* Start Given data *
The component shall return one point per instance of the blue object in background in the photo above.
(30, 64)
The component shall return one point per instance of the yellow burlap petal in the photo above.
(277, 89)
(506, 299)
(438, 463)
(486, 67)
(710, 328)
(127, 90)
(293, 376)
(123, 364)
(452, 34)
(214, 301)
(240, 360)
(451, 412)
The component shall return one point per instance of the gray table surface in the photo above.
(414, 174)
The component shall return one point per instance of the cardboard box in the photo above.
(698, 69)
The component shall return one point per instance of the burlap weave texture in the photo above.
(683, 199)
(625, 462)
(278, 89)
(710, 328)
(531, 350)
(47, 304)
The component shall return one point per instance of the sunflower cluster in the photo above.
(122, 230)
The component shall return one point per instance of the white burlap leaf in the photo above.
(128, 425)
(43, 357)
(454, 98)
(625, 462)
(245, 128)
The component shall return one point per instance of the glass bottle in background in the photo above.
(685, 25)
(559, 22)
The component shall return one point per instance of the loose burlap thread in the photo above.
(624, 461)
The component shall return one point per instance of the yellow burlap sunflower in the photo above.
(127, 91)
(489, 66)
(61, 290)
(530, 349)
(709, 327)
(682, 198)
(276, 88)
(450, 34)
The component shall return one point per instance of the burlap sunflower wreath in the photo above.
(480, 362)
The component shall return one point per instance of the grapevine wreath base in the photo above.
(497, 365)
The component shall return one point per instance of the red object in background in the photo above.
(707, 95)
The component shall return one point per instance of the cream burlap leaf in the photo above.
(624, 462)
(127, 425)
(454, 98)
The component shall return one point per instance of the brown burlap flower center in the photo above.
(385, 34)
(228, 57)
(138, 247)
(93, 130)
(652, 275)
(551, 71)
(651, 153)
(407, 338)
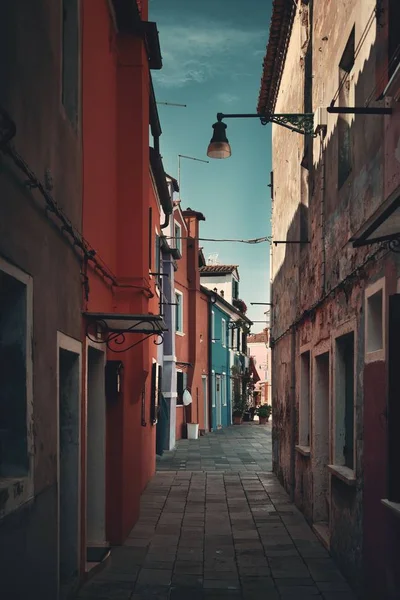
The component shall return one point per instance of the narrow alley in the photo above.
(227, 530)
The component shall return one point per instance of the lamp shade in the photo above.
(219, 145)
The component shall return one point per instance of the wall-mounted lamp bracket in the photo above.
(290, 242)
(298, 122)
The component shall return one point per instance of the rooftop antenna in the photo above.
(179, 165)
(213, 259)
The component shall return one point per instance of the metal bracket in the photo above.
(393, 245)
(299, 123)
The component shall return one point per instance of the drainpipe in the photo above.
(323, 175)
(166, 222)
(293, 415)
(209, 363)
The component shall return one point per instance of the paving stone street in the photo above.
(223, 530)
(244, 448)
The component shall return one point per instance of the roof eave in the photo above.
(283, 12)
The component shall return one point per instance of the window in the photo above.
(393, 415)
(156, 383)
(70, 60)
(320, 445)
(374, 322)
(224, 390)
(16, 437)
(181, 382)
(304, 408)
(346, 98)
(223, 332)
(344, 401)
(244, 342)
(178, 312)
(178, 237)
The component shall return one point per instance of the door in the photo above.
(321, 504)
(68, 466)
(218, 401)
(96, 455)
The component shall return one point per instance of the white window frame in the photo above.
(179, 331)
(223, 332)
(178, 238)
(224, 391)
(375, 288)
(24, 484)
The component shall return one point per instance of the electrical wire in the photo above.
(356, 53)
(261, 240)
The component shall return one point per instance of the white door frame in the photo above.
(101, 348)
(73, 346)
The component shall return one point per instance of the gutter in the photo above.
(283, 12)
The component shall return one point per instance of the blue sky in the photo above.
(212, 62)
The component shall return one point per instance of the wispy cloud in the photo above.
(197, 52)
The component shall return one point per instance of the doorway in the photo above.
(321, 504)
(69, 382)
(96, 456)
(205, 401)
(218, 401)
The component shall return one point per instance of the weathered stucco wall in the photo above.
(320, 286)
(30, 91)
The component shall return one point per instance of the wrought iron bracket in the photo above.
(99, 332)
(298, 122)
(393, 245)
(290, 242)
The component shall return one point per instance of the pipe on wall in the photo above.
(293, 415)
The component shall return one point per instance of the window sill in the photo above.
(14, 492)
(394, 507)
(345, 474)
(304, 450)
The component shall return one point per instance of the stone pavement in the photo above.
(239, 448)
(212, 535)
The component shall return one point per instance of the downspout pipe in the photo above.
(209, 351)
(166, 222)
(293, 415)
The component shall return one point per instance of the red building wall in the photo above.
(116, 204)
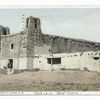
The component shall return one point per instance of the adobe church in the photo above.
(20, 48)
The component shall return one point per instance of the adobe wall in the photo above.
(69, 45)
(82, 61)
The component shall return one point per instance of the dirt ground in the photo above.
(67, 80)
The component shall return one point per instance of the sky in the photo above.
(82, 23)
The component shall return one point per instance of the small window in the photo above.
(96, 58)
(12, 46)
(54, 60)
(49, 50)
(35, 23)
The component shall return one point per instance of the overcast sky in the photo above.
(83, 23)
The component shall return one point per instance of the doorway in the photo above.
(11, 63)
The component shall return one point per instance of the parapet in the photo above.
(4, 30)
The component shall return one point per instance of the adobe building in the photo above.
(20, 49)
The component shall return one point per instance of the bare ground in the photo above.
(67, 80)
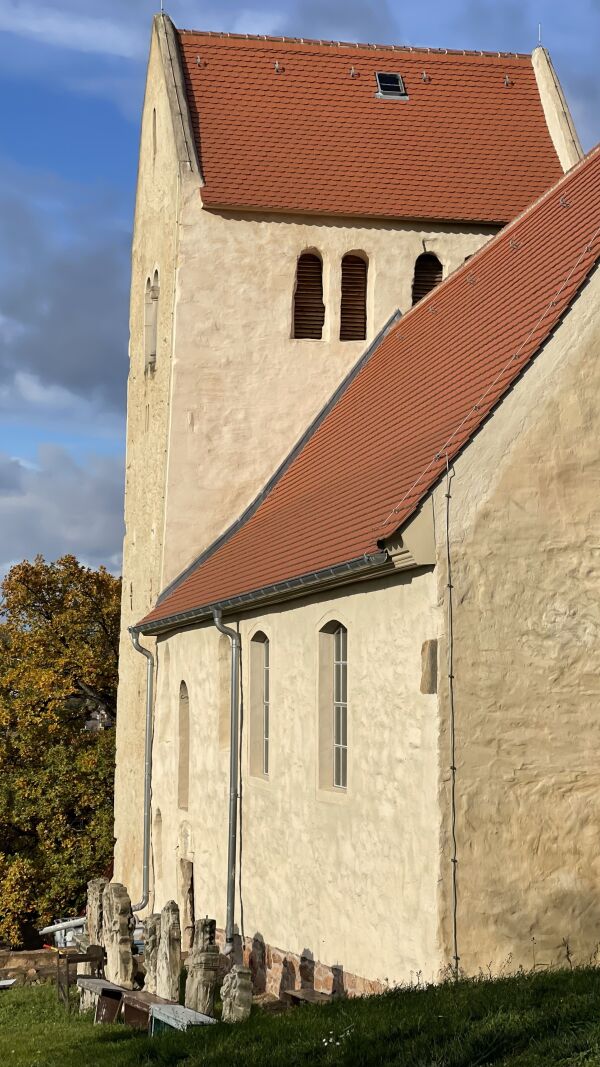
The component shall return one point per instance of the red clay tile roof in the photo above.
(426, 388)
(314, 139)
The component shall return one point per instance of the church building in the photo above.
(360, 662)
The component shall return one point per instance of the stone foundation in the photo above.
(274, 971)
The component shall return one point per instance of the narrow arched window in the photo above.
(352, 312)
(184, 761)
(259, 704)
(309, 308)
(333, 706)
(151, 322)
(427, 274)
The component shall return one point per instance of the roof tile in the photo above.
(422, 394)
(313, 139)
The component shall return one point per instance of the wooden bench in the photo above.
(109, 997)
(308, 996)
(138, 1008)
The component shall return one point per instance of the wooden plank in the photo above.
(177, 1017)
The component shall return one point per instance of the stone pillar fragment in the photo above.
(186, 895)
(93, 935)
(169, 956)
(152, 938)
(94, 910)
(203, 968)
(117, 935)
(236, 994)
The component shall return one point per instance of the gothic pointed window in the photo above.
(151, 322)
(259, 705)
(333, 706)
(309, 308)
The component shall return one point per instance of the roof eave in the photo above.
(367, 566)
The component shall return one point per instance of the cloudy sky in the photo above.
(72, 77)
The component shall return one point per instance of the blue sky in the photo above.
(72, 75)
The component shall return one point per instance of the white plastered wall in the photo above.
(154, 249)
(245, 391)
(524, 540)
(351, 877)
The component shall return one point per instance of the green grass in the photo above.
(550, 1019)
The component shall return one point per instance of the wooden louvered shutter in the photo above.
(352, 317)
(427, 274)
(309, 308)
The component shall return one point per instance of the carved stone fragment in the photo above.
(186, 884)
(93, 934)
(169, 956)
(94, 910)
(152, 937)
(203, 968)
(236, 994)
(117, 935)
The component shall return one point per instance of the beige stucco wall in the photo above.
(155, 239)
(524, 538)
(245, 391)
(351, 877)
(232, 391)
(556, 112)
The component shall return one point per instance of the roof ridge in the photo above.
(368, 46)
(445, 448)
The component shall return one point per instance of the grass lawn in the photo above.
(550, 1019)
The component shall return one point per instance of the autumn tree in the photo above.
(59, 649)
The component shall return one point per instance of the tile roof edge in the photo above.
(367, 566)
(269, 486)
(382, 535)
(209, 205)
(367, 46)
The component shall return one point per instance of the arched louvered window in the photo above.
(309, 308)
(427, 274)
(352, 313)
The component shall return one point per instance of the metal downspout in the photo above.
(147, 768)
(232, 847)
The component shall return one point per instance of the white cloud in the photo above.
(72, 30)
(60, 506)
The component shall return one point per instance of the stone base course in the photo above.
(274, 971)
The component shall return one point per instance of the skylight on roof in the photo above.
(391, 85)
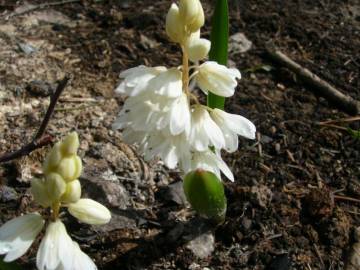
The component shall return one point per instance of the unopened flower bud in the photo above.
(192, 14)
(72, 193)
(90, 212)
(70, 144)
(174, 26)
(53, 159)
(39, 191)
(205, 192)
(78, 166)
(55, 186)
(198, 49)
(68, 168)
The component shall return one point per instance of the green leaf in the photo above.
(219, 45)
(8, 266)
(354, 133)
(205, 192)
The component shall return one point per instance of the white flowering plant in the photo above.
(58, 188)
(165, 118)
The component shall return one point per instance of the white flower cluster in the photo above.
(59, 187)
(165, 118)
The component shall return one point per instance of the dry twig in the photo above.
(39, 139)
(39, 6)
(333, 95)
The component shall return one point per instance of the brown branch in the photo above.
(324, 89)
(39, 139)
(39, 6)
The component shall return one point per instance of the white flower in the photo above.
(167, 83)
(56, 250)
(192, 14)
(81, 260)
(197, 48)
(174, 27)
(90, 212)
(17, 235)
(231, 126)
(217, 79)
(180, 117)
(204, 131)
(209, 161)
(136, 79)
(145, 112)
(171, 149)
(150, 112)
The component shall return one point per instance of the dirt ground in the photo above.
(295, 201)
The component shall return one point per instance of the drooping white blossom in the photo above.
(165, 119)
(135, 80)
(231, 126)
(17, 235)
(217, 79)
(59, 187)
(204, 131)
(172, 149)
(56, 248)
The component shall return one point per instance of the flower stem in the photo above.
(55, 211)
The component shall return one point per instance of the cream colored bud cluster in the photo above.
(61, 168)
(183, 25)
(59, 187)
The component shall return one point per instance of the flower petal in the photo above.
(217, 79)
(167, 83)
(56, 248)
(236, 123)
(180, 116)
(90, 212)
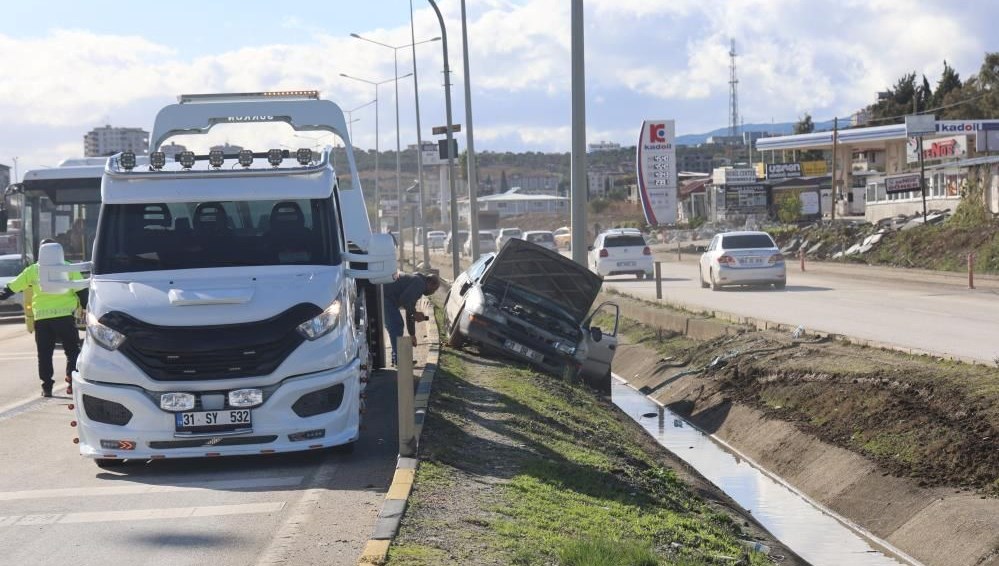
* End Given data *
Challenge
In the data, starting with the line that contains "adobe wall in the photo above." and going on through the line that contains "(138, 1008)", change every "photo" to "image" and write those lines out again with nothing else altered. Leave the pictures out of your answer.

Result for this task
The component shall return one point per instance of the adobe wall in the image above.
(69, 45)
(82, 61)
The component shall return one point per instance of the dirt ground in the image above.
(67, 80)
The component shall return one point per instance of the sky in the image above.
(82, 23)
The component shall return one point per instance of the small window in the image above.
(96, 58)
(12, 46)
(54, 60)
(49, 50)
(35, 23)
The component shall return one point per instance of the overcast sky in the image above.
(83, 23)
The component shall return one point per instance of the doorway in the image above.
(11, 63)
The component shall return one point per instance of the parapet in the image above.
(4, 30)
The component shall return one point per instance of the adobe building in the image above.
(20, 49)
The component shall return one point per instance of the bare ground in the image above.
(67, 80)
The component shall return one point per instance of the red clay tile roof in the image above.
(426, 388)
(314, 139)
The component shall return one point per instance of the church building in the image above.
(360, 662)
The component shall return one point per instance of the stone foundation in the image above.
(274, 971)
The component shall return one point per instance of the narrow arched window in the image above.
(352, 312)
(184, 761)
(259, 704)
(309, 308)
(333, 706)
(151, 322)
(427, 274)
The component shall return one point per instance of the roof tile in the image above.
(422, 394)
(313, 139)
The component shall return one point per instance of the wooden bench in the image above.
(109, 997)
(308, 996)
(138, 1008)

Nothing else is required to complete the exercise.